— Task item A —
For each statement below, say whether it agrees with the WARIO page, giving yes or no and quoting the deciding words of the page: (i) WARIO embeds the featured data into a 10-dimensional UMAP space; (ii) installing WARIO requires Python 3.6 or later; (iii) the cluster-specific contact maps are weighted by cluster occupancy.
— Task item B —
Transcribe the WARIO page word for word, starting with "pip install -U" and going on through "ready-to-use jupyter notebook.".

— Passage —
>>>
Skip to content
Snippets Groups Projects

WARIO: Weighted fAmilies of contact maps to chaRacterize conformational ensembles of (highly-)flexIble prOteins

WARIO is a tool for the structural characterization of highly-flexible proteins. WARIO takes as input a conformational ensemble (e.g. generated form molecular dynamics simulations or other sampling methods) and represents it as a weighted family of contact maps. Contact is redefined by a continuous function, taking values in

[0,1]
, that incorporates the relative orientation of the interacting residues as well as the sequence information. Then, the featured data is embedded into a 10-dimensional UMAP space and clustered using the HDBSCAN algorithm. Finally, the average values of the contact function across each cluster conformation are represented as cluster-specific contact maps. The maps are assigned with a weight given by the cluster occupancy. The following figure illustrates the main steps of the pipeline.







Running WARIO

To run WARIO to characterize an ensemble, the user can directly execute the contact_clustering notebook, which contains the detailed pipeline and allows a step-by-step implementation of the tool.

The paper

The complete and detailed presentation of the method is available in the WARIO paper: https://doi.org/10.21203/rs.3.rs-4149901/v1.

Installing WARIO

WARIO and its required dependencies can be automatically installed if Python >=3.8 is available. We recommend to perform the installation inside a Python virtual environment. It can be created as follows

python3 -m venv pythonEnv
source pythonEnv/bin/activate

Then, WARIO is installed with

pip install -U pip
pip install git+https://gitlab.laas.fr/moma/WARIO.git

Once the installation is completed, the command

wario-notebooks

opens the ready-to-use jupyter notebook.
<<<
Items drawn from a dataset
>>>
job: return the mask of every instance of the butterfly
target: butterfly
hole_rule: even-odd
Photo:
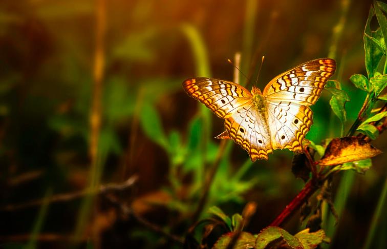
[[[225,131],[216,137],[231,139],[248,153],[252,161],[267,160],[274,150],[303,152],[303,141],[313,123],[309,106],[320,96],[336,69],[333,59],[311,60],[272,79],[263,92],[251,92],[231,81],[192,78],[183,82],[191,97],[225,119]]]

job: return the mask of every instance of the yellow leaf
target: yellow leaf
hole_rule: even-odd
[[[328,144],[319,163],[326,166],[341,164],[370,158],[381,152],[369,142],[356,137],[334,138]]]

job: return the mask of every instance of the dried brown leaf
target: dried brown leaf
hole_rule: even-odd
[[[332,165],[374,157],[382,152],[369,142],[356,137],[332,139],[319,161],[322,165]]]

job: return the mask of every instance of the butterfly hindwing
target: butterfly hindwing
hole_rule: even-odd
[[[335,68],[332,59],[308,61],[275,77],[262,93],[257,88],[250,93],[235,83],[210,78],[188,79],[183,87],[226,119],[226,131],[217,137],[232,139],[254,161],[267,159],[277,149],[303,152],[303,140],[313,123],[309,106],[317,100]]]
[[[251,94],[243,87],[232,82],[210,78],[193,78],[183,82],[183,87],[221,118],[251,102]]]
[[[273,149],[302,152],[303,140],[313,123],[312,110],[308,106],[285,101],[271,101],[268,106]]]
[[[224,123],[229,137],[247,151],[252,161],[267,160],[272,151],[268,129],[262,118],[251,103],[238,109]]]
[[[335,69],[336,63],[332,59],[308,61],[271,80],[265,88],[263,95],[268,101],[289,101],[311,106],[319,97]]]

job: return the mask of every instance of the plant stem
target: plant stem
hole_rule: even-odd
[[[359,111],[357,118],[356,118],[356,120],[355,120],[355,122],[352,124],[352,126],[351,127],[349,131],[348,131],[348,133],[347,134],[347,137],[353,136],[353,134],[355,134],[355,132],[356,131],[356,129],[357,129],[359,125],[361,123],[361,121],[363,120],[363,113],[368,108],[368,105],[370,102],[370,96],[371,95],[369,93],[367,94],[367,96],[365,97],[365,99],[364,100],[364,102],[363,102],[363,106],[361,107],[360,111]]]
[[[314,181],[310,180],[304,186],[301,191],[292,200],[286,208],[277,216],[277,218],[270,224],[271,226],[278,226],[286,221],[304,202],[306,201],[314,192],[318,189],[319,184],[315,184]]]

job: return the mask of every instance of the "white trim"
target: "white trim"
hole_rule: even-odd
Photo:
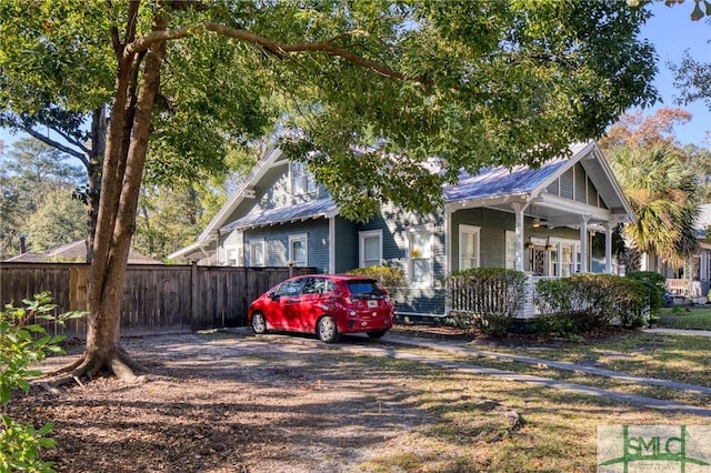
[[[230,252],[234,252],[234,264],[230,264]],[[242,266],[244,265],[244,250],[241,244],[230,244],[224,246],[224,265],[226,266]]]
[[[234,212],[234,210],[239,207],[239,204],[244,199],[244,191],[248,189],[253,189],[254,184],[259,182],[260,179],[269,171],[272,167],[279,164],[286,164],[288,161],[283,161],[277,163],[277,161],[283,155],[283,152],[279,148],[270,148],[264,153],[264,157],[259,160],[259,162],[252,168],[251,172],[242,181],[242,184],[232,192],[232,195],[228,199],[228,201],[220,208],[218,213],[210,220],[208,227],[200,233],[198,236],[198,241],[203,241],[210,238],[211,234],[217,232],[220,227],[224,224],[227,219]]]
[[[336,218],[329,218],[329,273],[336,273]]]
[[[509,241],[513,241],[513,254],[511,254],[512,259],[511,261],[513,262],[513,264],[511,266],[508,265],[509,263]],[[515,235],[515,230],[504,230],[503,231],[503,266],[508,270],[515,270],[517,269],[517,252],[519,251],[519,240],[517,239]],[[520,269],[519,271],[523,271],[523,251],[521,251],[521,264],[520,264]]]
[[[463,269],[463,255],[464,255],[464,235],[474,235],[474,264],[472,268],[481,266],[481,227],[459,224],[459,262],[457,269],[462,271]],[[469,269],[469,268],[467,268]]]
[[[378,264],[382,264],[382,229],[364,230],[358,232],[358,266],[365,268],[365,240],[378,236],[380,241],[378,251]]]
[[[429,234],[429,252],[430,255],[427,258],[423,256],[412,256],[412,252],[414,251],[414,249],[412,248],[412,236],[414,234],[419,234],[419,233],[425,233]],[[412,281],[413,276],[414,276],[414,266],[413,263],[415,260],[421,260],[421,261],[428,261],[429,262],[429,270],[430,270],[430,278],[429,281],[423,282],[423,283],[414,283]],[[408,239],[407,239],[407,254],[405,254],[405,262],[407,262],[407,273],[408,273],[408,279],[410,280],[410,286],[411,288],[433,288],[434,286],[434,232],[428,227],[413,227],[411,229],[408,229]]]
[[[294,241],[303,241],[303,250],[306,252],[306,258],[307,260],[303,262],[303,264],[297,264],[296,261],[293,261],[293,242]],[[293,234],[293,235],[289,235],[289,256],[288,256],[289,263],[293,264],[294,266],[308,266],[309,265],[309,234],[308,233],[298,233],[298,234]]]
[[[302,174],[299,177],[299,179],[301,179],[303,182],[303,190],[299,193],[296,192],[296,187],[294,187],[294,172],[293,172],[293,168],[296,165],[302,167]],[[311,171],[309,171],[309,169],[307,168],[307,163],[303,161],[289,161],[289,195],[290,197],[300,197],[300,195],[310,195],[316,193],[318,185],[316,183],[316,178],[313,177],[313,174],[311,173]],[[311,183],[313,185],[313,189],[309,190],[309,183]]]
[[[262,246],[262,262],[261,264],[254,264],[254,252],[253,249],[261,245]],[[253,268],[263,268],[267,265],[267,242],[266,240],[250,240],[249,242],[249,265]]]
<<<
— Answer area A —
(i) Yes: "the featured data is embedded into a 10-dimensional UMAP space"
(ii) No: "if Python >=3.8 is available"
(iii) Yes: "The maps are assigned with a weight given by the cluster occupancy."

— Answer area B —
pip install -U pip
pip install git+https://gitlab.laas.fr/moma/WARIO.git

Once the installation is completed, the command

wario-notebooks

opens the ready-to-use jupyter notebook.